### Excerpted text:
In A Mathematician's Apology GH Hardy said “The mathematician's patterns, like the painter's or the poet's must be beautiful; the ideas, like the colours or the words must fit together in a harmonious way. Beauty is the first test: there is no permanent place in this world for ugly mathematics.”
A mathematics professor of mine often echoed Hardy’s sentiments on returning scored examination sheets, "Your solutions must be beautiful, as should be the way you arrive at them."
Forget beautiful, my answers were barely fit for the circus freaks department. I struggled with mathematics throughout school and college, battling with imaginary numbers, arguing against the need for calculus and unable to predict when Ram and Shyam would meet should they decide to start running in opposite directions on a circular track from different points at varying speeds at the same time. No one could ever answer why they couldn’t agree upon a designated place at a predetermined time though.
So it was with some trepidation that I booked my ticket for A Disappearing Number, the latest offering from London based theatre company Complicite. Known for inventive productions with stories based on unusual subject matters Complicite’s latest offering takes as its starting point one of the most compelling collaborations of all time – that between prodigy Srinivasan Ramanujan, and the Cambridge mathematician G H Hardy who later called their involvement "the one romantic incident" of his life. Conceived and directed by the company’s Artistic Director Simon McBurney and with an original score by Nitin Sawhney the play is currently being staged at London's Barbican theatre.

Dataset excerpts on pointing at objects:
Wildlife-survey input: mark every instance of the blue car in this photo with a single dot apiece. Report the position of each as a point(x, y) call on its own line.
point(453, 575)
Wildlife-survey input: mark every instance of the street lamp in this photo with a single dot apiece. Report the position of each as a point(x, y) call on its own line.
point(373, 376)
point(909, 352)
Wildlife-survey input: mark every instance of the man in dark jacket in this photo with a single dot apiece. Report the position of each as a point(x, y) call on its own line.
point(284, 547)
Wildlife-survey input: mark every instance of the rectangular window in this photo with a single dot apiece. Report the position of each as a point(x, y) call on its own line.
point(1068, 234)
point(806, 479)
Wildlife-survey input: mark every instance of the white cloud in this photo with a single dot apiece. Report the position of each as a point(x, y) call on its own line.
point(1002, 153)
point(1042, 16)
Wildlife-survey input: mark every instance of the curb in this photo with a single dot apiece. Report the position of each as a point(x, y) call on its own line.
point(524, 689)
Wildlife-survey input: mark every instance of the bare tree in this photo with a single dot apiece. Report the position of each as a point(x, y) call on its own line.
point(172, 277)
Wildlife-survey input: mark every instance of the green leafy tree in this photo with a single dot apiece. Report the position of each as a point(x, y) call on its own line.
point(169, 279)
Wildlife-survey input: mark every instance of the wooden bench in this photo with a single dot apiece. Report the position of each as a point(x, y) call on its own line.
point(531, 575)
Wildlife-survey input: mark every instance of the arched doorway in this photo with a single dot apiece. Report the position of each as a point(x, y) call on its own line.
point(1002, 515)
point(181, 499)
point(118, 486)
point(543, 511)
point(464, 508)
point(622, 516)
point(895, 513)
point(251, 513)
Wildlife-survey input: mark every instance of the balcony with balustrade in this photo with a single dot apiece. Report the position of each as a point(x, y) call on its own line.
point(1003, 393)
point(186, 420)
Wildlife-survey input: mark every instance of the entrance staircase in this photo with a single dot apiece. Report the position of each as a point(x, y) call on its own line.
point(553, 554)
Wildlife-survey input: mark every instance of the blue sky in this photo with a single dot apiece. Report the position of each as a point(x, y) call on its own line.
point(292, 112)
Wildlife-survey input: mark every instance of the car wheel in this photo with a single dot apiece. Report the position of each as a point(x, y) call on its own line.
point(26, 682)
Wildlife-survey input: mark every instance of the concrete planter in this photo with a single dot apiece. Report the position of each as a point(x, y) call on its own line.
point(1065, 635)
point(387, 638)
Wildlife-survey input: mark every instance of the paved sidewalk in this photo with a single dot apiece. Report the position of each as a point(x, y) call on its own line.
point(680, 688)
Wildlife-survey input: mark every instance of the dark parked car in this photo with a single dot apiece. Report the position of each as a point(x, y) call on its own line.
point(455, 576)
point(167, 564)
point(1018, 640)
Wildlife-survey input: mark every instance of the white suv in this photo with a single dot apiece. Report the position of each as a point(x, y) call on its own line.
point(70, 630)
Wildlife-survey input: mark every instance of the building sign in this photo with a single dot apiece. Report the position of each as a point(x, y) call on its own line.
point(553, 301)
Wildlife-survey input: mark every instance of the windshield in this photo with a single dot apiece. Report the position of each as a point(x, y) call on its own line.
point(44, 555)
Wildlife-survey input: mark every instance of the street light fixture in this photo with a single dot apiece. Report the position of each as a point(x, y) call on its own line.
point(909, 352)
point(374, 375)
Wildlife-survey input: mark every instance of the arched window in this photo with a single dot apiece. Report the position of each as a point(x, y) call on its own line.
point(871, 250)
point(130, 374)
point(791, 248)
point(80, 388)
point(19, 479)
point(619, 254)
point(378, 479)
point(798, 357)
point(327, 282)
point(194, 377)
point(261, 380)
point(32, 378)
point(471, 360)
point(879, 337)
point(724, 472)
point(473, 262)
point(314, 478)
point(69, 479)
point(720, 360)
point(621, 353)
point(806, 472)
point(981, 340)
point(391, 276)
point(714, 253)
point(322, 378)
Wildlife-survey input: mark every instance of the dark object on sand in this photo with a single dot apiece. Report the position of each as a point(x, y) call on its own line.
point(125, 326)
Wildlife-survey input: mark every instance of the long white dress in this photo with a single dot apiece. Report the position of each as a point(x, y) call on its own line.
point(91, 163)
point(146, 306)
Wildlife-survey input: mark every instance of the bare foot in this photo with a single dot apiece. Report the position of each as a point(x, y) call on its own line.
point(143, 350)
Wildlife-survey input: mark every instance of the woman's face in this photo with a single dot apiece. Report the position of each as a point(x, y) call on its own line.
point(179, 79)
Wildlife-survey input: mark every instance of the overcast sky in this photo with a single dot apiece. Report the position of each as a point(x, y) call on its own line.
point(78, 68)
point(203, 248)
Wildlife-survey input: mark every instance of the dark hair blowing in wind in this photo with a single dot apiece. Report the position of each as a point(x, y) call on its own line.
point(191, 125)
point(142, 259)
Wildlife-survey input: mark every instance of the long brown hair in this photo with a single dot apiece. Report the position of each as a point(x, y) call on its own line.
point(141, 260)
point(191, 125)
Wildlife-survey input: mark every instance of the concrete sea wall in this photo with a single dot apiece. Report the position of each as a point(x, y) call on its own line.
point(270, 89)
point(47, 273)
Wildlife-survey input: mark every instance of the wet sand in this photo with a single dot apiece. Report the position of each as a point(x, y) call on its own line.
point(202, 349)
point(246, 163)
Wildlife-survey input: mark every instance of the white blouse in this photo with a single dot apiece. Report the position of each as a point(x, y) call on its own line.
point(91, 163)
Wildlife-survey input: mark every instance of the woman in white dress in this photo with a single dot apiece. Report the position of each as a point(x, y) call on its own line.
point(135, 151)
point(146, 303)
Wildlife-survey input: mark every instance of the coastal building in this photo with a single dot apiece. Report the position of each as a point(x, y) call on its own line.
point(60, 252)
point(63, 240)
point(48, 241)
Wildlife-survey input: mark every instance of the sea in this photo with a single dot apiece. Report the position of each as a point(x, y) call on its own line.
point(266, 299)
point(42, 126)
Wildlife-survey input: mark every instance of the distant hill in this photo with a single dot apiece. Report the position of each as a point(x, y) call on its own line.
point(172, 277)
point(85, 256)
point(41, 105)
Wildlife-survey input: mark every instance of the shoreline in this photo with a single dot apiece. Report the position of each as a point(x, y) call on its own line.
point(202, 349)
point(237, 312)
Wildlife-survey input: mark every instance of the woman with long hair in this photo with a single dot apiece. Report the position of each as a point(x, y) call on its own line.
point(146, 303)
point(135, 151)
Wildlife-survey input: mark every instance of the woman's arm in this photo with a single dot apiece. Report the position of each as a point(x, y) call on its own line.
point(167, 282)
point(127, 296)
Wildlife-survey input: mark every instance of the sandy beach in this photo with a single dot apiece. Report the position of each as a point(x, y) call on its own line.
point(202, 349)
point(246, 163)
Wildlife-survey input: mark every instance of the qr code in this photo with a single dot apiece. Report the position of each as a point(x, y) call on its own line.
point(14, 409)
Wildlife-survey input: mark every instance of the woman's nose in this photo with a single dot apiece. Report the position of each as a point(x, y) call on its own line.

### Instruction 1:
Count the lines in the listing that contain the word "hair", and reply with the number alone.
### Instruction 2:
Continue the piece about the play A Disappearing Number, picking up after its last sentence.

### Exercise response 1:
3

### Exercise response 2:
Simon McBurney first came across Ramanujan’s story 11 years ago when writer Michael Ondaatje recommended Hardy’s memoir, A Mathematician’s Apology. “I read it and became very excited, because it wasn’t just about mathematics, but about the nature of the imagination,” McBurney told The Sunday Times “As I began to read more, I discovered that great mathematicians worked through an extraordinary sense of instinct and intuition and, above all, imagination – that mathematics was created, throughout history, by leaps of the imagination.”
A Disappearing Number began without preamble; there was no dimming of lights and no polite voice asking the audience to switch off cell phones. Instead a woman came breathlessly striding across the stage and began to write number series on a large blackboard. 1 4 9 16 25 … 1 2 3 5 7 11 … 1 2 4 6 8 … She proceeded to fill the board up with more numbers and formulae, some familiar from my wasted years as a student of mathematics. The squigglier the figures got the more my heart fell. Was the entire play going to be epsilons, integrals, sines and cosines? Similar thoughts were no doubt filtering through the minds of other members of the audience as nervous laughs and coughs broke out. Thankfully, our fears were unfounded.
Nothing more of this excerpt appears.